Question courte 1 = Dans l'extrait sur La Nuit de l'oracle ci-dessous, pourquoi le personnage principal porte-t-il le nom d'Orr plutôt que celui d'Orlowski ?

Paul Auster : La Nuit de l’oracle. Actes sud, 20002.
Il s’appelle Sidney Orr, d’une famille polonaise Orlowski, et son nom a été amputé pour cause d’exil. Il se remet d’un grave accident survenu en janvier 1982 (chute dans un escalier, traumatisme, collapsus). Nous sommes le 18 septembre de la même année, il est sorti de l’hôpital depuis trois mois. Avant sa chute, il écrivait avec l’ambition de faire de la littérature et obtenait des succès moyens.
Il s’aventure jusqu’à une nouvelle papeterie tenue par un chinois, choisit un carnet bleu portugais, dans quoi il reconnaît le support adéquat pour recommencer à écrire sur un canevas qui lui a été suggéré par son ami écrivain John Transe.
C’est une anecdote relatée par le détective Tom Spade à Brigid O’Shaugnessey dans le « Faucon de Malte » : un nommé Flitcroft échappe de peu à la mort- une poutre s’écrase tout près de lui dans la rue- et décide que c’est un signe du destin : il va commencer une nouvelle vie et disparaître.
Tenté par le départ à zéro, Sidney invente son propre personnage « Nick Bowen », sorti pour acheter des allumettes, qui voit une gargouille tomber d’un mur à côté de lui. Déjà troublé le matin même par une femme qui n’est pas la sienne, ennuyé par son métier d’éditeur qu’il n’aime plus, il décide de recommencer sa vie et prend arbitrairement un avion pour Kansas City en lisant le dernier livre qu’on lui a donné « La Nuit de l’oracle » (un aveugle devin qui cède au suicide pour sa trop précise connaissance de l’avenir).

Question courte 2 = Transforme les lignes de données de détection d'objets ci-dessous en un CSV à deux colonnes, « consigne » et « reponse ». Fais une ligne par ligne de données, place chaque valeur entre guillemets dans un seul champ en remplaçant les retours à la ligne par des espaces, et laisse les images de côté.

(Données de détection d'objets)
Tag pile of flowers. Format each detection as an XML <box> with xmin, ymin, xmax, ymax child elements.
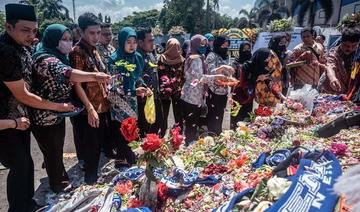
<box><xmin>337</xmin><ymin>12</ymin><xmax>360</xmax><ymax>30</ymax></box>
<box><xmin>266</xmin><ymin>18</ymin><xmax>293</xmax><ymax>32</ymax></box>
<box><xmin>45</xmin><ymin>96</ymin><xmax>360</xmax><ymax>211</ymax></box>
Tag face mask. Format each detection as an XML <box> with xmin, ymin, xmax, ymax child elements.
<box><xmin>57</xmin><ymin>40</ymin><xmax>72</xmax><ymax>54</ymax></box>
<box><xmin>278</xmin><ymin>45</ymin><xmax>286</xmax><ymax>52</ymax></box>
<box><xmin>240</xmin><ymin>51</ymin><xmax>251</xmax><ymax>60</ymax></box>
<box><xmin>198</xmin><ymin>46</ymin><xmax>206</xmax><ymax>54</ymax></box>
<box><xmin>219</xmin><ymin>48</ymin><xmax>229</xmax><ymax>55</ymax></box>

Réponse complète 1 = Son nom, celui d'une famille polonaise, Orlowski, a été amputé pour cause d'exil.

Réponse complète 2 =
consigne,reponse
"Tag pile of flowers. Format each detection as an XML <box> with xmin, ymin, xmax, ymax child elements.","<box><xmin>337</xmin><ymin>12</ymin><xmax>360</xmax><ymax>30</ymax></box> <box><xmin>266</xmin><ymin>18</ymin><xmax>293</xmax><ymax>32</ymax></box> <box><xmin>45</xmin><ymin>96</ymin><xmax>360</xmax><ymax>211</ymax></box>"
"Tag face mask. Format each detection as an XML <box> with xmin, ymin, xmax, ymax child elements.","<box><xmin>57</xmin><ymin>40</ymin><xmax>72</xmax><ymax>54</ymax></box> <box><xmin>278</xmin><ymin>45</ymin><xmax>286</xmax><ymax>52</ymax></box> <box><xmin>240</xmin><ymin>51</ymin><xmax>251</xmax><ymax>60</ymax></box> <box><xmin>198</xmin><ymin>46</ymin><xmax>206</xmax><ymax>54</ymax></box> <box><xmin>219</xmin><ymin>48</ymin><xmax>229</xmax><ymax>55</ymax></box>"